[Stored items from a collection]

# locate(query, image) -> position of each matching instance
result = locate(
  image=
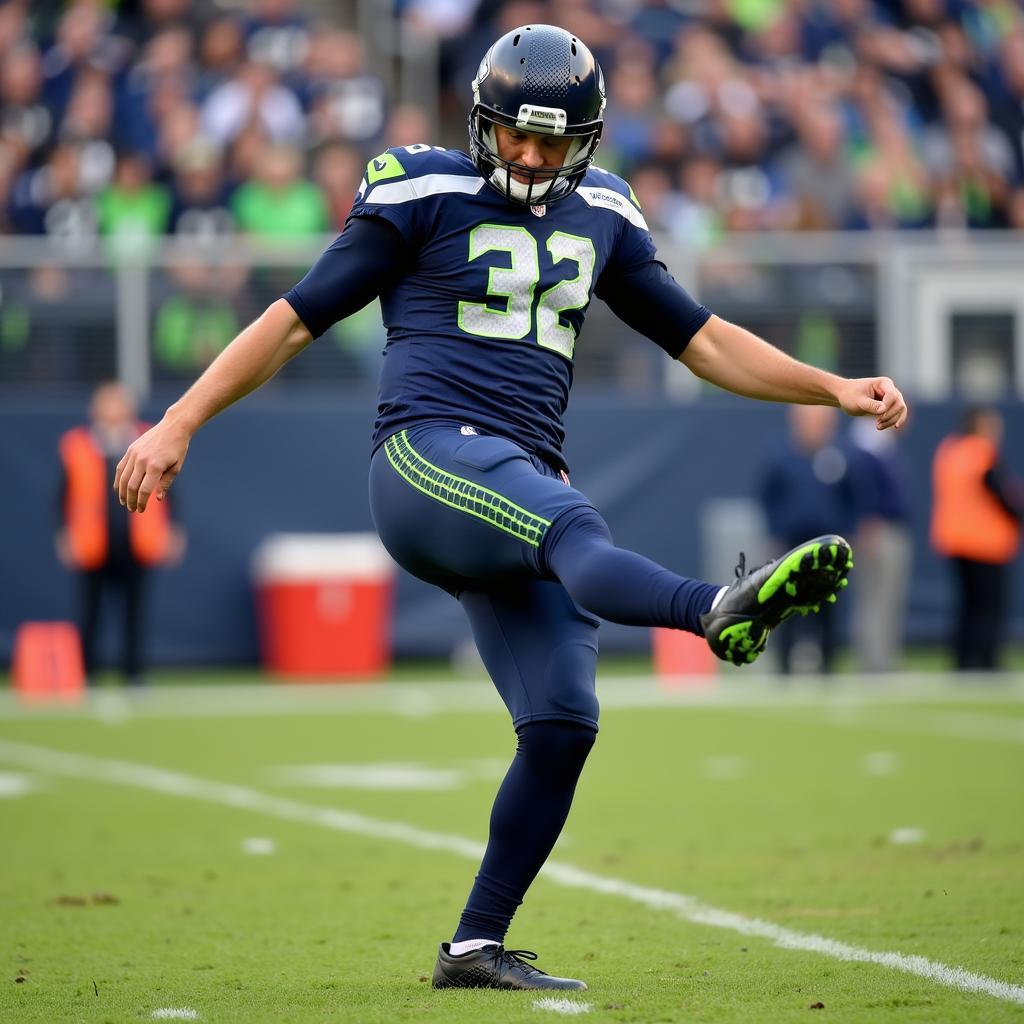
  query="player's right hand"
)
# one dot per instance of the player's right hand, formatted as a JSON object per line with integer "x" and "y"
{"x": 150, "y": 465}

**Brief**:
Reproduce every line of the entries above, requests included, but multiply each x and y coordinate in the answers by 2.05 and round to the nearest whole number, with halves rounding up. Leave the pictures out of your answer.

**Full response**:
# locate(query, image) -> position of each matching instance
result = locate(
  image=
  query="player's right hand"
)
# one dot per instance of the player's right hand, formatted as a JSON object per line with integer "x" and "y"
{"x": 308, "y": 953}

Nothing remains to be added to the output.